Online fashion giant Asos said it suffered from the spread of the Omicron variant of coronavirus as supply chains were squeezed and revellers stayed indoors.
Chief operating officer Mat Dunn, who is running the business whilst it searches for a new chief executive, said sales remain below pre-pandemic levels but up on last year when heavy restrictions were in place.
He said: “It’s nowhere near back to where it was pre-pandemic. It’s somewhere between where it was pre-pandemic and where it was at the heart of the pandemic.”
The boss added: “Our consumers have been maybe less actively going out to pubs, bars, restaurants and nightclubs but we’ve seen a phenomenon of people wanting to get dressed up for occasions at home.
“I think one of the reasons outerwear has been strong is that people are finding ways to socialise and meet outside.”
Rising inflation also meant Asos increased its prices in the “low to mid-single digit” range as costs to the business rose.
However, these were not enough to offset the falling profits.
The interim chief said: “We are trying to protect our consumers as much as possible… but also we look at the relative price points and relative competitiveness of our offer.
“In general, I would say we’re taking less price (increases) on our own ranges than we are experiencing from some of our third party suppliers.”
He added that price rises are taking place on certain items over others, although would not give specifics.
“If you think what the drivers of inflation are – freight, warehousing costs – they will apply to most products,” he said.

- [Problem 1]:
In the Asos report, list every kind of venue that Mat Dunn says consumers have been going out to less.
- [Problem 2]:
Do these statements agree with the Asos report? (a) Mat Dunn is the chief executive of Asos. (b) Asos sales remain below pre-pandemic levels. (c) The price increases were enough to offset the falling profits.
None of the records are needed for this work.

- [Records provided]:
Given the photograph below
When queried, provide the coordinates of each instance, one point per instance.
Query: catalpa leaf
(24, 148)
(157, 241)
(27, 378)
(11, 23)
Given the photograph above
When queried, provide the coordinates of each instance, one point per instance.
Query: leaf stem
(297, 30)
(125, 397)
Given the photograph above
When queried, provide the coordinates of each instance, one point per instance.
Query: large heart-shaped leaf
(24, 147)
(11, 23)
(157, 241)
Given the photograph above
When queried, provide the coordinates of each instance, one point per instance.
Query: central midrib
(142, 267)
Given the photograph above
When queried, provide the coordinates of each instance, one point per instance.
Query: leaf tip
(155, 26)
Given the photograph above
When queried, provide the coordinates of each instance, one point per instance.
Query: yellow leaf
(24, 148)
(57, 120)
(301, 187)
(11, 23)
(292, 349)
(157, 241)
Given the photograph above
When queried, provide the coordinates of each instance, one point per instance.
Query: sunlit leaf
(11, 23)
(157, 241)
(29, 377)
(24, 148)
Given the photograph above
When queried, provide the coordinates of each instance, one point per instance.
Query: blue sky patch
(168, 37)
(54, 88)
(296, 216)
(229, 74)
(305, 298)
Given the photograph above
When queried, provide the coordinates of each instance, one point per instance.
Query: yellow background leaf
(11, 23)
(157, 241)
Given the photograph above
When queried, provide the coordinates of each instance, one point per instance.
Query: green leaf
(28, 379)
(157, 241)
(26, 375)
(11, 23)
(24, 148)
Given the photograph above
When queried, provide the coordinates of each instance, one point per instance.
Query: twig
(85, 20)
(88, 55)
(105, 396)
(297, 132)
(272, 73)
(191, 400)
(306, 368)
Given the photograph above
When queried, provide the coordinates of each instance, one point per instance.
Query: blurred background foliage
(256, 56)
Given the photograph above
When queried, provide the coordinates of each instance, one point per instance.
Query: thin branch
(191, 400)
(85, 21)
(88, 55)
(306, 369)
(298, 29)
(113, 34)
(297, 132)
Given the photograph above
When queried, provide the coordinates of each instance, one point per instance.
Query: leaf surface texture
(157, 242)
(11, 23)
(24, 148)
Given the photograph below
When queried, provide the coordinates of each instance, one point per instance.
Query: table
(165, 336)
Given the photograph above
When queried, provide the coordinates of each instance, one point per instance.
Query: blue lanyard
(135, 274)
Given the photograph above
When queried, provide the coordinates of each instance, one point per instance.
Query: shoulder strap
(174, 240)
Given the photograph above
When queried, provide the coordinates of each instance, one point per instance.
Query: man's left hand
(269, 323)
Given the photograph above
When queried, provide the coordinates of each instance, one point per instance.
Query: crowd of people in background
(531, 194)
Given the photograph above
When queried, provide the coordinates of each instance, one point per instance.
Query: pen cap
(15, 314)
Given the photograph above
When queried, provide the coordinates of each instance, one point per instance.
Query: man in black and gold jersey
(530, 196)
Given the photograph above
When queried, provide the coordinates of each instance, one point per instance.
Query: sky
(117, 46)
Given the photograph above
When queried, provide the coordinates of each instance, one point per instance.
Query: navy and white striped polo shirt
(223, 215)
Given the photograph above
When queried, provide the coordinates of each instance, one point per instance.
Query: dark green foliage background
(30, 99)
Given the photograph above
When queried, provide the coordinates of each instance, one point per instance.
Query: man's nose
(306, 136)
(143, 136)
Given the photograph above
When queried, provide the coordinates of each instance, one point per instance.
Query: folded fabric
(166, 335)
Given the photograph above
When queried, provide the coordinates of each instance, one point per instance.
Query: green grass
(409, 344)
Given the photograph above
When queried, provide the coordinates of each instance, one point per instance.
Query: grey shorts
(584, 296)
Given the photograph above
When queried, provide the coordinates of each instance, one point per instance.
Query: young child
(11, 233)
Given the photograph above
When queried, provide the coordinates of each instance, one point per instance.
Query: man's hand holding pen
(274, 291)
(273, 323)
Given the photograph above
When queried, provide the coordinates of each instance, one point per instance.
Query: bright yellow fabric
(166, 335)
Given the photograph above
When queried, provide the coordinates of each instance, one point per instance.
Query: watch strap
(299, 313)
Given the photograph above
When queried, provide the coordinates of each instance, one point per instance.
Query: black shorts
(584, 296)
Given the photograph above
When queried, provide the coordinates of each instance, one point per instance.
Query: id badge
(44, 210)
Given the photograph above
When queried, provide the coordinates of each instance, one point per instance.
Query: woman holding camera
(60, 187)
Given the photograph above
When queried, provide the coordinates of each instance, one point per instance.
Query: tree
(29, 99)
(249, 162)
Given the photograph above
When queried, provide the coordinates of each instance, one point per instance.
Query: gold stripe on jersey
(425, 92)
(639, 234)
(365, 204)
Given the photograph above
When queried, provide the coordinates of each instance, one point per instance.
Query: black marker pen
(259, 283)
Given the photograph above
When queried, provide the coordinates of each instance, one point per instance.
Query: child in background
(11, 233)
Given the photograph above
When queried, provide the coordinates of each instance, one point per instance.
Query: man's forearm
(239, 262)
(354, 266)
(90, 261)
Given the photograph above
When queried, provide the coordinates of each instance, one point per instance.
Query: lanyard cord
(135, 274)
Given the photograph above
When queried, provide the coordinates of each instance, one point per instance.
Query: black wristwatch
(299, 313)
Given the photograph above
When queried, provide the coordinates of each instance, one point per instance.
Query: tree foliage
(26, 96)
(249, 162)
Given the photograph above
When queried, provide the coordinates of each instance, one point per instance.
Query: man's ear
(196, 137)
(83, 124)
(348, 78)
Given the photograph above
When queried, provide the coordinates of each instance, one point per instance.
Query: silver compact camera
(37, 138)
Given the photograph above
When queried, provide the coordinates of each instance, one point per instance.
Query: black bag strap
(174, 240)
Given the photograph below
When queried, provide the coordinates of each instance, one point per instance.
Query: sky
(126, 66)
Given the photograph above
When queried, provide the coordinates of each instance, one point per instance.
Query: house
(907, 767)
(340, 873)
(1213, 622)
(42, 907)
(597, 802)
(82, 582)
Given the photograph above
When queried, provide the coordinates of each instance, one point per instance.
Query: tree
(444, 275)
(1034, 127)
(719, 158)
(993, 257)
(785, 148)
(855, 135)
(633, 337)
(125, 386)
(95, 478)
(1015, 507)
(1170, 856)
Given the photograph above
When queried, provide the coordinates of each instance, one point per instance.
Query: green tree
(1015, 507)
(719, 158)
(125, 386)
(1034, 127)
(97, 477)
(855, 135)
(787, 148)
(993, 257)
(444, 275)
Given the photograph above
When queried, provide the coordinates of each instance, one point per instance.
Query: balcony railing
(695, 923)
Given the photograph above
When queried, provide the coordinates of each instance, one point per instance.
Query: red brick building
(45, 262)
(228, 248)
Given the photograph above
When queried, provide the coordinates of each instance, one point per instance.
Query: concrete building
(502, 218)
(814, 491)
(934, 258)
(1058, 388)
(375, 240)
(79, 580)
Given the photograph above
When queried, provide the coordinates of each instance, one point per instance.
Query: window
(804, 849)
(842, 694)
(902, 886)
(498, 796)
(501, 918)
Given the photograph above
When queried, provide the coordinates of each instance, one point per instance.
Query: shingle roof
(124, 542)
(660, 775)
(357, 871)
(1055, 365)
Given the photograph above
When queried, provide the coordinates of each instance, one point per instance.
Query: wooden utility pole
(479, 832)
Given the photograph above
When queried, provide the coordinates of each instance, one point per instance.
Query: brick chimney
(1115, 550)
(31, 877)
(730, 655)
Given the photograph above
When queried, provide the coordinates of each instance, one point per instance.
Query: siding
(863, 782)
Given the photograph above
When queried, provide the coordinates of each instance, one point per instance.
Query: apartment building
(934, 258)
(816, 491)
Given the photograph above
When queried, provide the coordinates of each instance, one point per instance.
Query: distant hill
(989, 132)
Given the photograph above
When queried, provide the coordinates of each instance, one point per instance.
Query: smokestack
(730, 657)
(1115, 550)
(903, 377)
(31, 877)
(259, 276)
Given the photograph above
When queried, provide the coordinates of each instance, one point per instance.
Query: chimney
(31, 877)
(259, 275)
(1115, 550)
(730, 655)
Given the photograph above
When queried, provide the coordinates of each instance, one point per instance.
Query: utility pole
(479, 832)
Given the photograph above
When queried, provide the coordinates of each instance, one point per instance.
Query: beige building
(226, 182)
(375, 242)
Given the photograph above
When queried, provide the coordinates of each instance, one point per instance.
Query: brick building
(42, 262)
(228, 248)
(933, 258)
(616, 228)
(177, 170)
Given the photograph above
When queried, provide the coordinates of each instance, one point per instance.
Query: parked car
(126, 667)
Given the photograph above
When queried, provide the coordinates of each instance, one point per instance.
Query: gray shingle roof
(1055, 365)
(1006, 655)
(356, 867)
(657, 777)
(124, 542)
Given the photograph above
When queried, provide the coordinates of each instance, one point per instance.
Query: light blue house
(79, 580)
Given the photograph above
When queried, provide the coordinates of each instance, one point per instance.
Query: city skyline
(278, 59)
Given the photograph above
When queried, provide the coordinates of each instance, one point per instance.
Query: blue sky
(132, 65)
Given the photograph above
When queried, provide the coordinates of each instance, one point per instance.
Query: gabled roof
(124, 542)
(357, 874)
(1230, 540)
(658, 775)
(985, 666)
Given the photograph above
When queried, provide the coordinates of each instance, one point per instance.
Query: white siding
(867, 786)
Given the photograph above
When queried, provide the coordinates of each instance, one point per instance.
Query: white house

- [Solution 1]:
pubs, bars, restaurants, nightclubs

- [Solution 2]:
(a) No: "who is running the business whilst it searches for a new chief executive"
(b) Yes: "sales remain below pre-pandemic levels"
(c) No: "these were not enough to offset the falling profits"